» WHAT IS EXPECTED: Convert every item below into a two-column CSV with the header request,points and one row per item. Put the item's text and its answer each in a single quoted field, with line breaks changed to spaces.

══════════

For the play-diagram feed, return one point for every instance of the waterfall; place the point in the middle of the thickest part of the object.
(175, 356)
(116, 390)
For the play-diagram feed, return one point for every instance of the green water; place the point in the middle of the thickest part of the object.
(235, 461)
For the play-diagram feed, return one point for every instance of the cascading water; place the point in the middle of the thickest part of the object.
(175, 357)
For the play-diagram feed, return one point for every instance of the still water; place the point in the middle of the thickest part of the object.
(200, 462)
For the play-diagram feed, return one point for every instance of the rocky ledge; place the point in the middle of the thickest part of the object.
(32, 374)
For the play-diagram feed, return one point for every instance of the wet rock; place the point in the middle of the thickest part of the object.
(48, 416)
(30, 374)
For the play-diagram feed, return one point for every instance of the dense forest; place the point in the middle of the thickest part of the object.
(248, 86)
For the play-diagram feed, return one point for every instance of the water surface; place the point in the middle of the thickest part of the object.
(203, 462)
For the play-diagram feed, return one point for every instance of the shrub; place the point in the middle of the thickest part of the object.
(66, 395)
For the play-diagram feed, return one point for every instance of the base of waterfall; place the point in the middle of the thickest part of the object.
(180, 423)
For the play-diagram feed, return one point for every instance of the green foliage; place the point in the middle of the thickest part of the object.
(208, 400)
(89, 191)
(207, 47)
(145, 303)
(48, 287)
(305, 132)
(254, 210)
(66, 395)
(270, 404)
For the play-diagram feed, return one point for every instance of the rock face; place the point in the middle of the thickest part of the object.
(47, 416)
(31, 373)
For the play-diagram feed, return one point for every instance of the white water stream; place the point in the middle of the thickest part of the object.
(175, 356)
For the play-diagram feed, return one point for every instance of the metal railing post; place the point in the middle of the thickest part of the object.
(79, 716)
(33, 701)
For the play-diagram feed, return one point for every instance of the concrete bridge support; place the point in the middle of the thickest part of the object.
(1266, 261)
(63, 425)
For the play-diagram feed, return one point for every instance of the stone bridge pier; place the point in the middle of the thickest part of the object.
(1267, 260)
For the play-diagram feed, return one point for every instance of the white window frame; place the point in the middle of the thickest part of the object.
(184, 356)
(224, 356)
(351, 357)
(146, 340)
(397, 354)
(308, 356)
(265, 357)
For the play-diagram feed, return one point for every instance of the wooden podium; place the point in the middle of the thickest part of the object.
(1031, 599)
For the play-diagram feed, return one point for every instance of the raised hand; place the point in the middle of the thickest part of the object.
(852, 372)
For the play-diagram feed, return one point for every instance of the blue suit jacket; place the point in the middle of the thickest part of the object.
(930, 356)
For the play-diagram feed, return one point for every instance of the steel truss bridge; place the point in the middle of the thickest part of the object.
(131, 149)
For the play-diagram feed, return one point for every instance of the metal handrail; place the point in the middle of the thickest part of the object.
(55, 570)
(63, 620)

══════════

» COMPLETED EXERCISE:
request,points
"For the play-diagram feed, return one point for every instance of the waterfall; place the point in the middle of the thickest part of the object.","(175, 356) (116, 390)"
"For the play-diagram feed, return one point for every instance of the green water; place the point in the middle of the thickest part of the object.","(235, 461)"
"For the play-diagram feed, return one point for every instance of the cascading water; place the point in the middle of the thickest part of the object.","(175, 357)"
"For the play-diagram feed, return one point for every instance of the still water; place the point in the middle of the thickest part of the object.","(200, 462)"
"For the play-diagram feed, return one point for every instance of the rocky ledge; place the point in the middle of the thickest part of the object.","(32, 374)"
"For the play-diagram feed, return one point for every instance of the wet rock; place the point in the middle of the thickest part of the object.","(48, 416) (30, 374)"
"For the play-diagram feed, return one point for every instance of the dense forest; place the point in the middle of the thickest part of the object.","(248, 86)"
"For the play-diagram feed, return one point for every instance of the water surface; place the point in the middle of the thickest part of the object.","(203, 462)"
"For the play-diagram feed, return one point for every instance of the shrub; place the point in the middle of the thickest part of the object.","(66, 395)"
"For the play-diagram feed, return one point for every instance of the base of waterfall; place the point in the middle of the thickest part of the object.","(180, 423)"
"For the play-diagram feed, return one point for every instance of the green foliage; place the point in the middle of the thickest part of the object.","(208, 400) (89, 191) (207, 47) (145, 303) (48, 287) (305, 132) (254, 210) (66, 395) (270, 404)"
"For the play-diagram feed, return one point for every instance of the rock face; place the point in the middle of the thickest part of the object.","(47, 416) (31, 373)"
"For the play-diagram feed, return one point for every instance of the white water stream; place the point in the middle of the thickest part of the object.","(175, 356)"
"For the play-diagram feed, return one point for every instance of the metal railing post; place the point in the middle of the thickest part of the object.","(79, 716) (33, 701)"
"For the play-diagram feed, return one point for every instance of the concrete bridge support; place the point in the middle of the thickest part of the object.","(1266, 261) (63, 425)"
"For the play-diagram feed, return one point for every instance of the stone bridge pier; place the point in the middle of the thickest part of the object.","(1267, 260)"
"For the play-diagram feed, return one point for every instance of the white window frame; place the point in the middle of the thickest part of the object.","(184, 356) (224, 356) (351, 357) (146, 340) (397, 354) (308, 356) (265, 357)"
"For the play-diagram feed, return one point for every instance of the wooden podium; place the point in the middle of the thickest part of the object.","(1031, 599)"
"For the play-diagram feed, return one point for every instance of the raised hand; place the point in the middle of the thickest part of the object.","(852, 372)"
"For the play-diagram feed, return one point for every instance of the blue suit jacket; place the point in the middle of the thickest part of the object.","(930, 356)"
"For the play-diagram feed, return one point for every instance of the steel truss bridge; place the point in the middle of the thickest part of the object.","(131, 149)"
"For the play-diagram feed, return one point for every instance of the metal handrail; place the point in the middle of the thickest part of the object.","(55, 570) (63, 620)"